_STATED PROBLEM:_
Put every line of the items below into a Markdown table with the columns Row and Line, numbering each row and skipping blank lines. Leave the pictures out of the table.

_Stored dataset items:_
===
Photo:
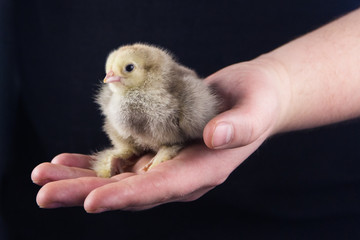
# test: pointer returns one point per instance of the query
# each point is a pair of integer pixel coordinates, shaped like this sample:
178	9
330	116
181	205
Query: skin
309	82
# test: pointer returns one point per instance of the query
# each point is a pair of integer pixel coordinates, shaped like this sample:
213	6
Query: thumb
===
_EXERCISE SOLUTION:_
| Row | Line |
|---|---|
| 1 | Photo: |
| 2 | # test: pointer returns one point per instance of the query |
| 3 | # each point is a pair of integer pixel coordinates, shaped like this sample: |
| 4 | 178	9 |
| 5 | 330	116 |
| 6 | 181	205 |
| 7 | Query: skin |
| 8 | 309	82 |
| 9 | # test: pointer returns one point per instance of the query |
| 10 | # each point is a pair of integer pixel coordinates, shaped like this sample: |
| 11 | 213	6 |
| 12 | Query: thumb |